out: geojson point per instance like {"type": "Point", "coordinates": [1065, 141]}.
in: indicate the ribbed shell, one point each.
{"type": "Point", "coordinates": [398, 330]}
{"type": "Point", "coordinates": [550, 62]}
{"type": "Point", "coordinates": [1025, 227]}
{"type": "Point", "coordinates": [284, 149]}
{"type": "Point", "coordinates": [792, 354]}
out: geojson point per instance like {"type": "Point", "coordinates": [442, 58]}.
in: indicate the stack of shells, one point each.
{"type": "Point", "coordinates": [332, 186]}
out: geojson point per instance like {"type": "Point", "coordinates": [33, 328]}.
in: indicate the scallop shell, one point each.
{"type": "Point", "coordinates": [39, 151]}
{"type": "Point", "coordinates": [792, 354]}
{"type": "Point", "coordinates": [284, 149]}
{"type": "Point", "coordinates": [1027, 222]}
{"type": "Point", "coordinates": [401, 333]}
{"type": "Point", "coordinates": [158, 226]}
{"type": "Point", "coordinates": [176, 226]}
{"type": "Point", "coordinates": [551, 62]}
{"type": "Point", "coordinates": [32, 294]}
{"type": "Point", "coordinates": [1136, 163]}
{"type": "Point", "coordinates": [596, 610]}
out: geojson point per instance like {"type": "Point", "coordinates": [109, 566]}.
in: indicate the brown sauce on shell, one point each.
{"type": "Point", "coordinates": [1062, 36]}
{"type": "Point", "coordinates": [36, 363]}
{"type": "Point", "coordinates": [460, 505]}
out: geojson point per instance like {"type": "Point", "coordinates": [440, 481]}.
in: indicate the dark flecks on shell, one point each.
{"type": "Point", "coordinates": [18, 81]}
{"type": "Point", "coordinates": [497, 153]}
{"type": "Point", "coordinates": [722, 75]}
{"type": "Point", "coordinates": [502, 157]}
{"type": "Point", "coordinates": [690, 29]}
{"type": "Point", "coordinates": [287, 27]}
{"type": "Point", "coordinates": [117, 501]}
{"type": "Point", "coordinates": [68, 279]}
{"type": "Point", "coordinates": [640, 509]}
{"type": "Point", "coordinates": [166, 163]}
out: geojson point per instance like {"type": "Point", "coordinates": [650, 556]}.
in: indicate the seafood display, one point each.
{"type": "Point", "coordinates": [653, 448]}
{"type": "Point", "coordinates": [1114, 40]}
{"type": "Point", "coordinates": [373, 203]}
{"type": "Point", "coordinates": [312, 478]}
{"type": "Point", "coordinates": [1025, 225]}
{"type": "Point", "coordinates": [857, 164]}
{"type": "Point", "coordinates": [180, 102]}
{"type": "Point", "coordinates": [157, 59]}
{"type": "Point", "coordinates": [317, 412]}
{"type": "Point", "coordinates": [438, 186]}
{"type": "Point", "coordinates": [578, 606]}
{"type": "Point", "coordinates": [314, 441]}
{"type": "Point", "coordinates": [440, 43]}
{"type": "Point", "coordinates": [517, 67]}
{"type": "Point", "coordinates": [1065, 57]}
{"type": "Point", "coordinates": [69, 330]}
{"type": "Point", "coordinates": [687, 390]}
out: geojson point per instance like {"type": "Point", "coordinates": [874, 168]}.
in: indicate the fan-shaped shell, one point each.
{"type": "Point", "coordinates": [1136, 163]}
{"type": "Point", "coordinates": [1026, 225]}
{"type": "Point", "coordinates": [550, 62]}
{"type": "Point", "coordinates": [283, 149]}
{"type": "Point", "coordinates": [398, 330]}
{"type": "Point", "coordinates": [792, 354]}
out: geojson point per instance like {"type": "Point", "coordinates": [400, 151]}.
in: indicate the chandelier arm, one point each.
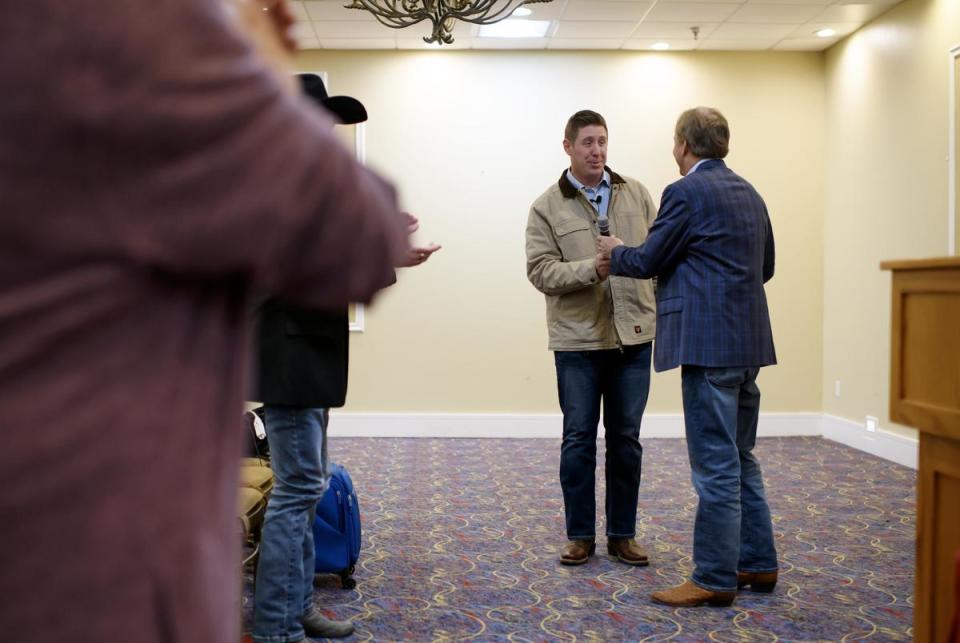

════════

▸ **EXERCISE**:
Please repeat every record above exactly, leaving the pictures out.

▸ **ANSWER TO THE EXERCISE**:
out: geojson point per instance like {"type": "Point", "coordinates": [1065, 141]}.
in: indicate the ribbed shell, one point each.
{"type": "Point", "coordinates": [398, 330]}
{"type": "Point", "coordinates": [550, 62]}
{"type": "Point", "coordinates": [1025, 227]}
{"type": "Point", "coordinates": [284, 149]}
{"type": "Point", "coordinates": [792, 354]}
out: geojson point per instance like {"type": "Point", "coordinates": [442, 58]}.
in: indicate the stack of shells, one point each.
{"type": "Point", "coordinates": [332, 186]}
out: geojson point per instance like {"type": "Point", "coordinates": [33, 328]}.
in: indicate the scallop shell, one point each.
{"type": "Point", "coordinates": [39, 151]}
{"type": "Point", "coordinates": [792, 354]}
{"type": "Point", "coordinates": [284, 149]}
{"type": "Point", "coordinates": [1027, 222]}
{"type": "Point", "coordinates": [401, 333]}
{"type": "Point", "coordinates": [158, 226]}
{"type": "Point", "coordinates": [176, 226]}
{"type": "Point", "coordinates": [551, 62]}
{"type": "Point", "coordinates": [32, 294]}
{"type": "Point", "coordinates": [1136, 163]}
{"type": "Point", "coordinates": [596, 610]}
out: geojson point per instance like {"type": "Point", "coordinates": [109, 566]}.
in: indicate the brown sauce on shell, one point each.
{"type": "Point", "coordinates": [1062, 36]}
{"type": "Point", "coordinates": [36, 363]}
{"type": "Point", "coordinates": [460, 505]}
out: geojson point per instance like {"type": "Point", "coordinates": [440, 481]}.
in: indicate the dark flecks on shell, one point each.
{"type": "Point", "coordinates": [18, 81]}
{"type": "Point", "coordinates": [497, 153]}
{"type": "Point", "coordinates": [722, 75]}
{"type": "Point", "coordinates": [502, 157]}
{"type": "Point", "coordinates": [690, 29]}
{"type": "Point", "coordinates": [287, 27]}
{"type": "Point", "coordinates": [117, 501]}
{"type": "Point", "coordinates": [68, 279]}
{"type": "Point", "coordinates": [640, 509]}
{"type": "Point", "coordinates": [166, 163]}
out: geojson point per instance like {"type": "Point", "coordinates": [650, 556]}.
in: indicate the seafood display, one point each.
{"type": "Point", "coordinates": [653, 448]}
{"type": "Point", "coordinates": [1114, 40]}
{"type": "Point", "coordinates": [373, 203]}
{"type": "Point", "coordinates": [312, 478]}
{"type": "Point", "coordinates": [1025, 225]}
{"type": "Point", "coordinates": [857, 164]}
{"type": "Point", "coordinates": [180, 102]}
{"type": "Point", "coordinates": [157, 59]}
{"type": "Point", "coordinates": [317, 412]}
{"type": "Point", "coordinates": [438, 186]}
{"type": "Point", "coordinates": [578, 606]}
{"type": "Point", "coordinates": [314, 441]}
{"type": "Point", "coordinates": [440, 43]}
{"type": "Point", "coordinates": [517, 67]}
{"type": "Point", "coordinates": [1065, 57]}
{"type": "Point", "coordinates": [69, 330]}
{"type": "Point", "coordinates": [687, 390]}
out: geojson point per instance like {"type": "Point", "coordinates": [874, 168]}.
in: indicate the fan-shaped shell, one point each.
{"type": "Point", "coordinates": [1136, 163]}
{"type": "Point", "coordinates": [1026, 225]}
{"type": "Point", "coordinates": [550, 62]}
{"type": "Point", "coordinates": [283, 149]}
{"type": "Point", "coordinates": [398, 330]}
{"type": "Point", "coordinates": [792, 354]}
out: geojson point per instance like {"type": "Point", "coordinates": [400, 151]}.
in: indicate the chandelier arm, one point each.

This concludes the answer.